INSTRUCTIONS FOR THE TASK →
Reproduce verbatim the part of the records that opens with the line containing "Target: beige stucco building" and closes with the line containing "(1062, 525)". Include both of those lines and nothing else.
— BEGIN RECORDED INFORMATION —
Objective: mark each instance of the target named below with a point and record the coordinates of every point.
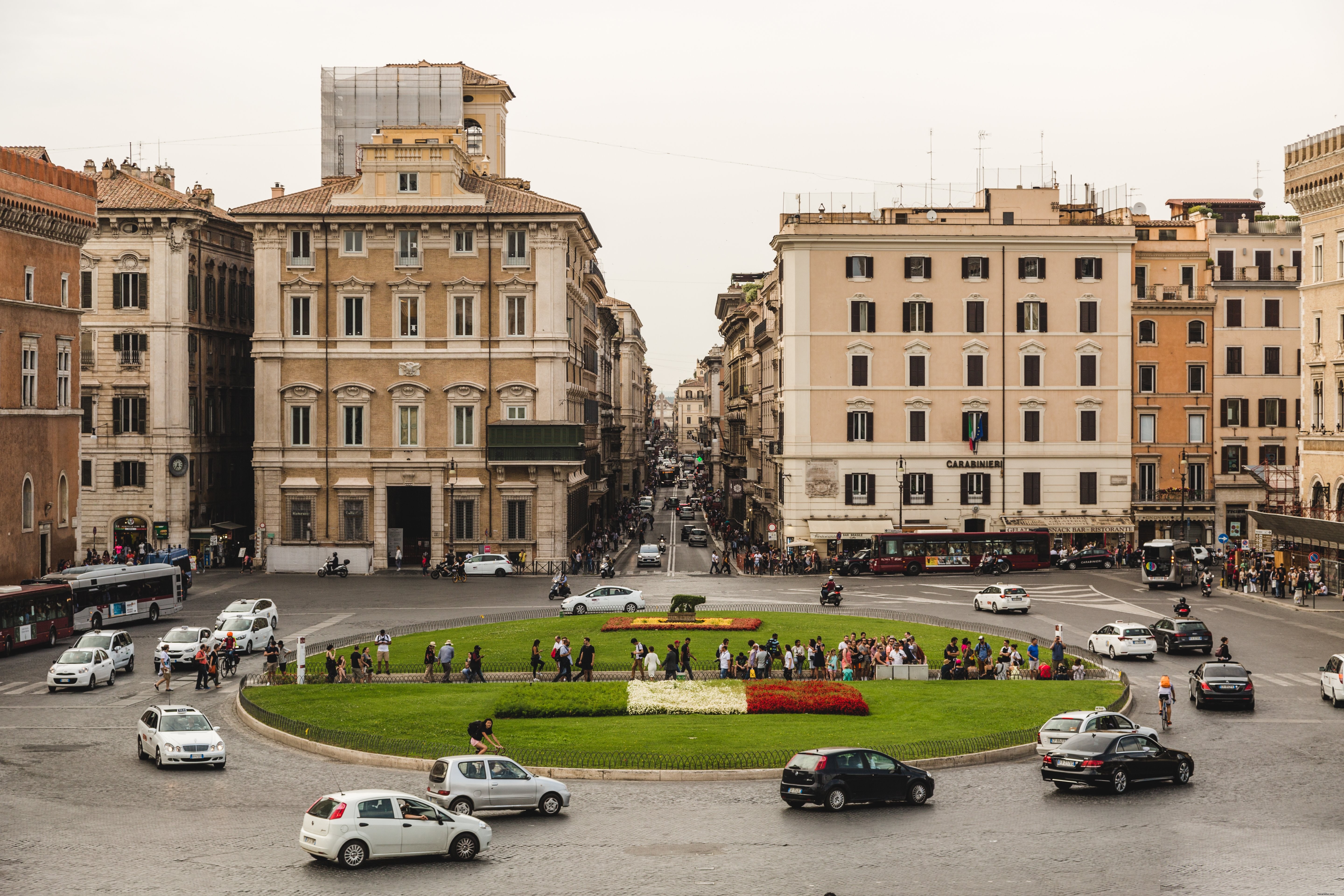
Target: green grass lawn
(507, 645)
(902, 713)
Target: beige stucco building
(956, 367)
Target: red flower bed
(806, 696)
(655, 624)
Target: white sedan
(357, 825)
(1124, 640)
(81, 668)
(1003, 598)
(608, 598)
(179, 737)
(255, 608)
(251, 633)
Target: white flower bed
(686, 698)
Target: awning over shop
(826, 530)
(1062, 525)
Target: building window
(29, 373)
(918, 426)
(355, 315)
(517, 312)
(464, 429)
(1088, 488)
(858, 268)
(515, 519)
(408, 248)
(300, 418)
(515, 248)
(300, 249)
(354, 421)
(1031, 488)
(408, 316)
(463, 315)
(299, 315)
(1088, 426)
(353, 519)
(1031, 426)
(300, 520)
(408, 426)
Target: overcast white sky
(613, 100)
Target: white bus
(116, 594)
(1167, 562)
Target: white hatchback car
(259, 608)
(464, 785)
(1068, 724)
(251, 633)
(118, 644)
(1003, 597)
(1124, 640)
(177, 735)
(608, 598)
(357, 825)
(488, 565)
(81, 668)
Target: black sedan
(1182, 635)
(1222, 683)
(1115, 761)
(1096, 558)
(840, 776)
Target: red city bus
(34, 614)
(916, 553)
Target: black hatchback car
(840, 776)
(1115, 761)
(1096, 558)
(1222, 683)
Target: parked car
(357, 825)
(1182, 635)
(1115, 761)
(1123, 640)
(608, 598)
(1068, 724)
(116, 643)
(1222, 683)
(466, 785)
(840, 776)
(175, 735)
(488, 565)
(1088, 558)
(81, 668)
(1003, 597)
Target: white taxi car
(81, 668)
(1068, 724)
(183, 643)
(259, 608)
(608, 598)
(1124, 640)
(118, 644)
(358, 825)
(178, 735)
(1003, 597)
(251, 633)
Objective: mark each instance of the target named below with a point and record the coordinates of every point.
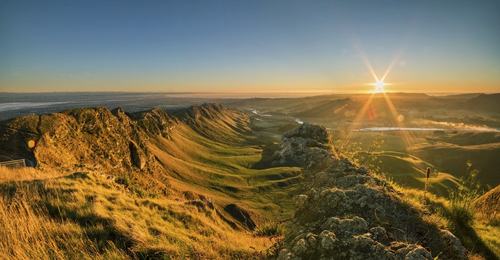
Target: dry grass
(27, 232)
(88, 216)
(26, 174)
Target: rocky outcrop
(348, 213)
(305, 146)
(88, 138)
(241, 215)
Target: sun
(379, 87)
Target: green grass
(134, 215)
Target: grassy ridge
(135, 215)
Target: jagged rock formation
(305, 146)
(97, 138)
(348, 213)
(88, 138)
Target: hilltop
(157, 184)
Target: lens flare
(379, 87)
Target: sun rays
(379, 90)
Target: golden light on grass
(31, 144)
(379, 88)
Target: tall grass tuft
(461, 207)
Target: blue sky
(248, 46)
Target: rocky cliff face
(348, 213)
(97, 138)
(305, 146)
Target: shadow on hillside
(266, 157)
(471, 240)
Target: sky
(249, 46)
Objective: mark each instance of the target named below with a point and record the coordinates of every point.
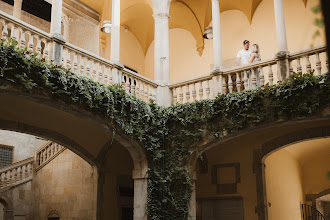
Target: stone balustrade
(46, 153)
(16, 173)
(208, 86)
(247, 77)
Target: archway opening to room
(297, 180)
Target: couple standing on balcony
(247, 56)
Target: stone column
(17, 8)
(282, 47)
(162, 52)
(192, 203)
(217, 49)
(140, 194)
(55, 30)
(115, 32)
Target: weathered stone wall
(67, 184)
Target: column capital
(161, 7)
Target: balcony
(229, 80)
— END RECORDED INFORMATION —
— BEGIN RECORDED INFORMATION —
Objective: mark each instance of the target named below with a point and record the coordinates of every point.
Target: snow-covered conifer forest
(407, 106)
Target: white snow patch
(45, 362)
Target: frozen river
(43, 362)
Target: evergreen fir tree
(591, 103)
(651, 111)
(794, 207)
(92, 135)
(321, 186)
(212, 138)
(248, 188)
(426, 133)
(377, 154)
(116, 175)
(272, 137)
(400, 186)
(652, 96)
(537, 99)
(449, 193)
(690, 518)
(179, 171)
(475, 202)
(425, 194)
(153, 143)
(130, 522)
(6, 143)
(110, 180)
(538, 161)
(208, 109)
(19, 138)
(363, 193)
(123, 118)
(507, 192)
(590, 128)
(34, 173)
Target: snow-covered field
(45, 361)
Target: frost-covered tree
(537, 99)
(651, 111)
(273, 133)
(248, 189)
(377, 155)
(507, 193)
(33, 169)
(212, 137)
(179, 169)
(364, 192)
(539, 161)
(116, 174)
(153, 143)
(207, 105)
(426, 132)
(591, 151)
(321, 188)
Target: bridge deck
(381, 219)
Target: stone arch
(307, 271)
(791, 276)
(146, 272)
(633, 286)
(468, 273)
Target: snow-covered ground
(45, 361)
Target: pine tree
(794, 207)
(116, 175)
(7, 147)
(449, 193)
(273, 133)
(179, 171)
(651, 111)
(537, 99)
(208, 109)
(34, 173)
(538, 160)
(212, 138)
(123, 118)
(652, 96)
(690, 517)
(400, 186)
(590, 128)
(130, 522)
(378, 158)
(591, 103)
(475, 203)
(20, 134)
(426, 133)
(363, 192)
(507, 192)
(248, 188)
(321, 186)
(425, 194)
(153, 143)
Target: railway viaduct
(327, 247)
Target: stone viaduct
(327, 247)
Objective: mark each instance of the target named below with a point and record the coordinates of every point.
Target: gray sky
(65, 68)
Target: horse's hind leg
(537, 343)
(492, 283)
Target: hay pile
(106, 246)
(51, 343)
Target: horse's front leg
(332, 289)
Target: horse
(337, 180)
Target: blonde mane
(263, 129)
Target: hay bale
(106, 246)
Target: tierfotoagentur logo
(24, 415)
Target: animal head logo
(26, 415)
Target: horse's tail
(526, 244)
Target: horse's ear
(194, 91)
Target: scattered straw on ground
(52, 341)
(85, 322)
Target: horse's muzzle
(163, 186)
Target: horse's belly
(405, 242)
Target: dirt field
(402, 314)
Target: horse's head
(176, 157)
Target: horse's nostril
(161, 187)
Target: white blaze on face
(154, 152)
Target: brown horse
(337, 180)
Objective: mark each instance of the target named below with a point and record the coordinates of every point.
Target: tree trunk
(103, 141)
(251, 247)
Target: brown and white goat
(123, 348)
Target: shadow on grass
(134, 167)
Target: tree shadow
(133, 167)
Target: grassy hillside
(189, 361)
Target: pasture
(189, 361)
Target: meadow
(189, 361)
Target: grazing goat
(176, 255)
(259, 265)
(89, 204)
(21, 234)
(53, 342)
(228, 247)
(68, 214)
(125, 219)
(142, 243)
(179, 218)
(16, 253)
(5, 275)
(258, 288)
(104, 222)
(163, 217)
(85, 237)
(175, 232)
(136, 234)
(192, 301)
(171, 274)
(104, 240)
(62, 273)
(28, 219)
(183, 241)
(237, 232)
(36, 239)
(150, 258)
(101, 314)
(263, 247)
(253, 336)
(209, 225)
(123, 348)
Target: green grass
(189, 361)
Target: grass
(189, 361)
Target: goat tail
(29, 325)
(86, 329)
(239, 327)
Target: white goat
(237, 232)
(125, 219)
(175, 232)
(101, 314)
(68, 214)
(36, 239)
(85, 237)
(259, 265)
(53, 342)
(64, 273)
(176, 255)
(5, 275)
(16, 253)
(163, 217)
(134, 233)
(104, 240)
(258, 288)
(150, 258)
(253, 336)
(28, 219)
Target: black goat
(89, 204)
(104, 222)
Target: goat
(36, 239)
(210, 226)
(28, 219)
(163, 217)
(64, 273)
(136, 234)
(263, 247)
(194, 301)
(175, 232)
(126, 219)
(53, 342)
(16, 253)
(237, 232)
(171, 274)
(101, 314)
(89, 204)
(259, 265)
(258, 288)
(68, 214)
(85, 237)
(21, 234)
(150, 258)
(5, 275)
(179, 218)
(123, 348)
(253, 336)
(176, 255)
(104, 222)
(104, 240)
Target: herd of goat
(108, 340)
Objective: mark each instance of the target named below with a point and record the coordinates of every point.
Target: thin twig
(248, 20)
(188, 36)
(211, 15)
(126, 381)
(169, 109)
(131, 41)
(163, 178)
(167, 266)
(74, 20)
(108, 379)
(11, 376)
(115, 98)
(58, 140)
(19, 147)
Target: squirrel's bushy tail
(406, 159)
— END RECORDED INFORMATION —
RESPONSE TO THIS TASK →
Target: beige stucco building
(956, 367)
Target: red flower bed
(806, 696)
(655, 624)
Target: white sedan
(357, 825)
(1124, 640)
(81, 668)
(1003, 598)
(608, 598)
(179, 737)
(255, 608)
(251, 633)
Target: white flower bed
(686, 698)
Target: awning over shop
(826, 530)
(1062, 525)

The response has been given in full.